**Passage:**

┌──

The earliest human habitation of the American Southwest has been documented between 10,000 BC and 5,500 BC with the earliest cultural tradition known as the Lithic or Paleo-Indian. The Paleo-Indian stage is marked by big-game hunting of mega-fauna such as bison and woolly mammoth. As big-game became extinct or were hunted out, the Archaic cultural stage evolved, characterized by the hunting/gathering adaptations of the Desert Cultures or Archaic in the Southwest.
For over 7,000 years, the specialized Archaic subsistence strategy consisted of annual migrations for seasonal vegetables, fruits, wild grains, nuts, berries, and smaller game such as mule deer, pronghorn antelope, big-horn sheep, and rabbits. Archaic peoples lived in caves, rock and brush shelters, and created distinctive arrowheads and spearpoints, sandals, stone food processing tools, fur blankets and netting. The Archaic on the Colorado Plateau are perhaps best recognized for their extensive rock art often consisting of large, elaborately decorated human-like figures.

└──

**Extracted data:**
┌──

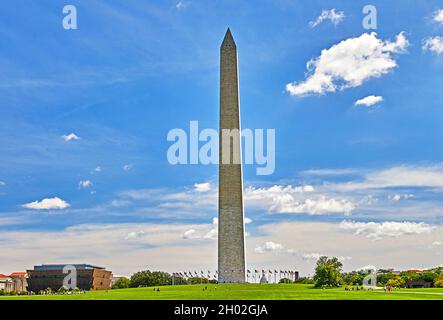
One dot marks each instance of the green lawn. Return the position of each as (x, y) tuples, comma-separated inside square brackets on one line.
[(245, 291)]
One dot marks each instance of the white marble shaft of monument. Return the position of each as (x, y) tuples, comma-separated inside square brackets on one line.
[(231, 246)]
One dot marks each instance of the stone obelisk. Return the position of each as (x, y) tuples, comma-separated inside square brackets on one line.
[(231, 237)]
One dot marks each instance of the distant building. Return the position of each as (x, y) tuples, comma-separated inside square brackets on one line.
[(263, 279), (418, 284), (6, 283), (89, 277), (20, 281), (114, 279)]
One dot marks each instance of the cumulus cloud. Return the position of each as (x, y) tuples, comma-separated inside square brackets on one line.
[(202, 187), (268, 246), (85, 184), (189, 234), (204, 232), (128, 167), (317, 206), (284, 199), (47, 204), (334, 16), (433, 44), (438, 16), (369, 101), (398, 197), (70, 137), (134, 235), (378, 230), (436, 244), (349, 63)]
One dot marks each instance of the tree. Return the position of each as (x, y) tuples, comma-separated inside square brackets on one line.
[(197, 280), (328, 272), (285, 280), (397, 282), (121, 283), (62, 289), (148, 279)]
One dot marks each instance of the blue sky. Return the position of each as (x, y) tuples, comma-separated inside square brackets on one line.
[(133, 70)]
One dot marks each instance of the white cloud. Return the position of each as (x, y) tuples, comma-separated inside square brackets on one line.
[(434, 44), (47, 204), (134, 235), (247, 220), (378, 230), (268, 246), (369, 101), (436, 244), (211, 234), (188, 234), (315, 206), (438, 16), (128, 167), (349, 64), (334, 16), (367, 268), (70, 137), (202, 187), (85, 184), (398, 197), (311, 256)]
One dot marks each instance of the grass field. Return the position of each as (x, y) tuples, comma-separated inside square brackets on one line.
[(243, 292)]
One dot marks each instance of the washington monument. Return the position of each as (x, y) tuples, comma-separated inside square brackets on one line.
[(231, 237)]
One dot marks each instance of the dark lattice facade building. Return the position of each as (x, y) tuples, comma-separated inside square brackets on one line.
[(88, 277)]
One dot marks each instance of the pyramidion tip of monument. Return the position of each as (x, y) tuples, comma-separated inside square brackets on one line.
[(228, 41)]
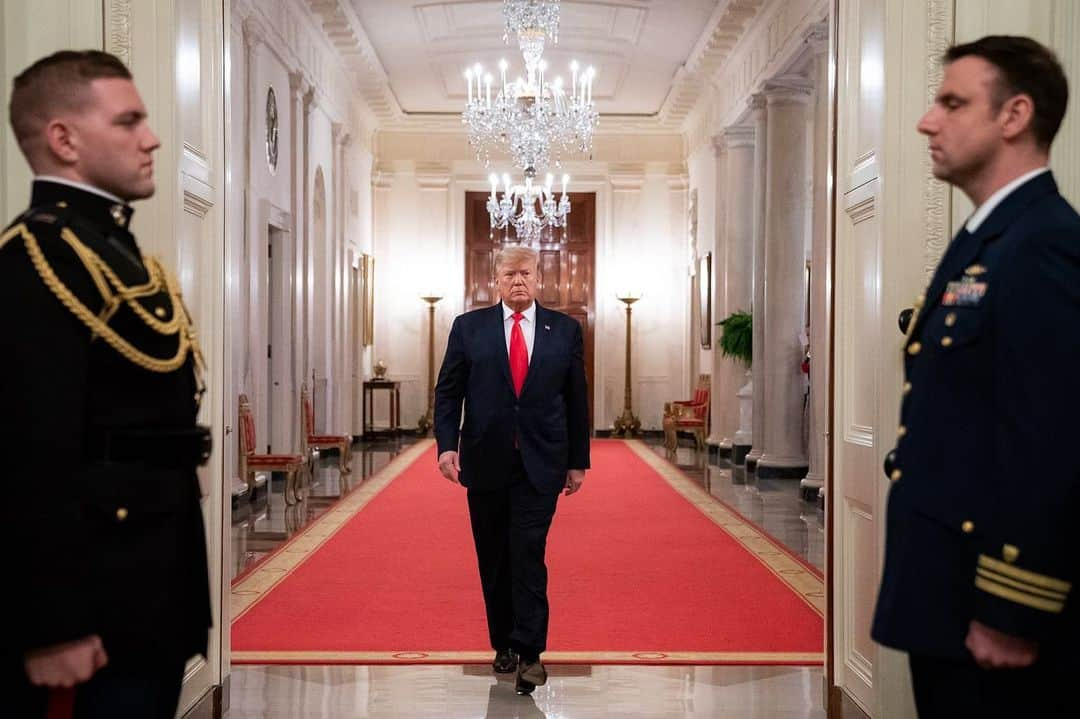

└──

**Task instructions:**
Answer from the passage on early human life in the American Southwest:
1. Which mega-fauna did Paleo-Indian hunters pursue?
2. For how long did the specialized Archaic subsistence strategy last?
3. What are the Archaic on the Colorado Plateau perhaps best recognized for?

**Answer section:**
1. Bison and woolly mammoth.
2. Over 7,000 years.
3. Their extensive rock art, often of large, elaborately decorated human-like figures.